* CONSIGNE DONNÉE 1
Recopiez fidèlement le passage du récit sur la société Clarke-Menier compris entre « M. Menier reçut » et « son premier voyage. », bornes incluses.

━━ EXTRAIT DE PAGE

Nous avions demandé à Mr. Gibsone de venir pour se trouver en même temps que lui et ils arrivèrent ensemble.
M. Menier reçut Mr. Clarke, ainsi que Mr. Gibsone et moi, à Cannes et les entretiens durèrent 15 jours, après lesquels les bases d'une acceptation préliminaire pour la formation éventuelle 1913 de la société Clarke-Menier, furent rédigées.
Cette année, Menier assez souffrant ne put aller à l'île.
Le 20 avril 1912, j'embarquais avec mon ami M. Julien Jasquelin sur la «France» de la Cie Transatlantique qui faisait son premier voyage.
Il y avait à bord, les membres du comité «France-Amérique» qui se rendaient à Québec pour l'inauguration du monument de Champlain, Mrs. Gabriel Hanotaux, de l'Académie française, président du Comité France-Amérique, Léon Barthou, représentant l'Aéro-Club, M. et Mme Louis Blériot, M. D'estournelles de Constant, sénateur, M. Étienne Lamy, de l'Académie française, et les généraux Lebon, ancien membre du Conseil supérieur de la guerre et Michal.
Cinq jours après, nous arrivions à New-York, où Mr. Gibsone et Mr. Eshbaugh m'attendaient.
Nous allâmes de suite voir MM. James Clarke et Newcombe et nous rendîmes à la papeterie du Bush Terminal qui était maintenant en pleine marche et plusieurs questions furent traitées avec ces messieurs.

━━━━
━━ DONNÉES ENREGISTRÉES

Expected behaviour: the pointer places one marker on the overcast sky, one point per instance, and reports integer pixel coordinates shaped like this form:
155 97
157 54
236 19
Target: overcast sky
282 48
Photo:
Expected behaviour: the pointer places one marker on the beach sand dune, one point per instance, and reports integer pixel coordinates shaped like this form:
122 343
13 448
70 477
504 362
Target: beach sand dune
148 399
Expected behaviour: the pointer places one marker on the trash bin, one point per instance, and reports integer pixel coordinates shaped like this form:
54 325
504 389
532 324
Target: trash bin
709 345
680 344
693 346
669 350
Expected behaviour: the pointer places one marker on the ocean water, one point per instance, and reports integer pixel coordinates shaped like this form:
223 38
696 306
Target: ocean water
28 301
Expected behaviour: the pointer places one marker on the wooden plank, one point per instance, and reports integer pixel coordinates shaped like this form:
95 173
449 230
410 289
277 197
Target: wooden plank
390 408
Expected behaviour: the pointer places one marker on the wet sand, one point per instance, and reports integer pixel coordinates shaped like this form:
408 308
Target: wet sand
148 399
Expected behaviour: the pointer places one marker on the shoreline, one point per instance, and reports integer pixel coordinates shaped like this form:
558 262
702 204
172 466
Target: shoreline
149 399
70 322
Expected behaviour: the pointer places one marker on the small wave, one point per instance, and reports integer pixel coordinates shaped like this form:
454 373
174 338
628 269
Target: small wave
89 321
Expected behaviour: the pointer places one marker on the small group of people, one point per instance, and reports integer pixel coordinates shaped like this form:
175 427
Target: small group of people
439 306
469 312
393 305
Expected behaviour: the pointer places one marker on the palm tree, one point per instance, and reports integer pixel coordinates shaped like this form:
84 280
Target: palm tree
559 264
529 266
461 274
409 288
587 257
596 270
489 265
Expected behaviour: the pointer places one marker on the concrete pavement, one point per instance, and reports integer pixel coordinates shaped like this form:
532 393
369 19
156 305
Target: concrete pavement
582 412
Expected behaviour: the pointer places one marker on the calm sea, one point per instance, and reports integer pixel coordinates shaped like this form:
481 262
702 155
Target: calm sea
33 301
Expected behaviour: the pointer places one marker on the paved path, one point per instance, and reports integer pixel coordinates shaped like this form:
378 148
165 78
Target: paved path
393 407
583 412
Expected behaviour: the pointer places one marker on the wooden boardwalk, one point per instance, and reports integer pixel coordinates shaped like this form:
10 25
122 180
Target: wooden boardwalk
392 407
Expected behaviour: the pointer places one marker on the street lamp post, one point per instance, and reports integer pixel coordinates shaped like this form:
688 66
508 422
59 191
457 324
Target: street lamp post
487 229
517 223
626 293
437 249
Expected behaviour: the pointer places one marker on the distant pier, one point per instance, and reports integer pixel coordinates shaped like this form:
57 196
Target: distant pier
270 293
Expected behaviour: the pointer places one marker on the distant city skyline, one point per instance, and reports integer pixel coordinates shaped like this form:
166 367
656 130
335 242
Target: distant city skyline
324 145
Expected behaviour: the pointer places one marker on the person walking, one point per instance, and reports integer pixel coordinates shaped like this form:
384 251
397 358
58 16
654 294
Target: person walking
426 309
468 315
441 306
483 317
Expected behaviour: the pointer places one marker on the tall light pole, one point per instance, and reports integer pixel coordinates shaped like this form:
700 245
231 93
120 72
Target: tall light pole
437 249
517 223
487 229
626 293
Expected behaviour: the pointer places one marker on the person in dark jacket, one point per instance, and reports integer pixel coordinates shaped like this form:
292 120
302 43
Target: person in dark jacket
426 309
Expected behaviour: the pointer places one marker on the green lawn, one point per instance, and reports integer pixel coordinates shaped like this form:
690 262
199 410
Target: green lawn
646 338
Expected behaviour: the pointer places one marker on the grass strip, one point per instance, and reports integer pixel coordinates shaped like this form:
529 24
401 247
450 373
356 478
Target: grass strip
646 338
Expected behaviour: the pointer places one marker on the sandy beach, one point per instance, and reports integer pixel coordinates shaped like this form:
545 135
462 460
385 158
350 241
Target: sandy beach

━━━━

* CONSIGNE DONNÉE 2
Reproduisez à l'identique les lignes de données comprises entre la ligne contenant « Expected behaviour: the pointer places one marker on the tall » et la fin des lignes de données, bornes incluses, et uniquement celles-ci.

* RÉPONSE ATTENDUE 1
M. Menier reçut Mr. Clarke, ainsi que Mr. Gibsone et moi, à Cannes et les entretiens durèrent 15 jours, après lesquels les bases d'une acceptation préliminaire pour la formation éventuelle 1913 de la société Clarke-Menier, furent rédigées.
Cette année, Menier assez souffrant ne put aller à l'île.
Le 20 avril 1912, j'embarquais avec mon ami M. Julien Jasquelin sur la «France» de la Cie Transatlantique qui faisait son premier voyage.

* RÉPONSE ATTENDUE 2
Expected behaviour: the pointer places one marker on the tall light pole, one point per instance, and reports integer pixel coordinates shaped like this form:
700 245
231 93
120 72
Target: tall light pole
437 249
517 223
487 229
626 293
Expected behaviour: the pointer places one marker on the person in dark jacket, one point per instance, and reports integer pixel coordinates shaped like this form:
292 120
302 43
Target: person in dark jacket
426 309
Expected behaviour: the pointer places one marker on the green lawn, one point per instance, and reports integer pixel coordinates shaped like this form:
690 262
199 410
Target: green lawn
646 338
Expected behaviour: the pointer places one marker on the grass strip, one point per instance, and reports integer pixel coordinates shaped like this form:
529 24
401 247
450 373
356 478
Target: grass strip
646 338
Expected behaviour: the pointer places one marker on the sandy beach, one point per instance, and reports integer pixel coordinates shaped like this form:
545 135
462 460
385 158
350 241
Target: sandy beach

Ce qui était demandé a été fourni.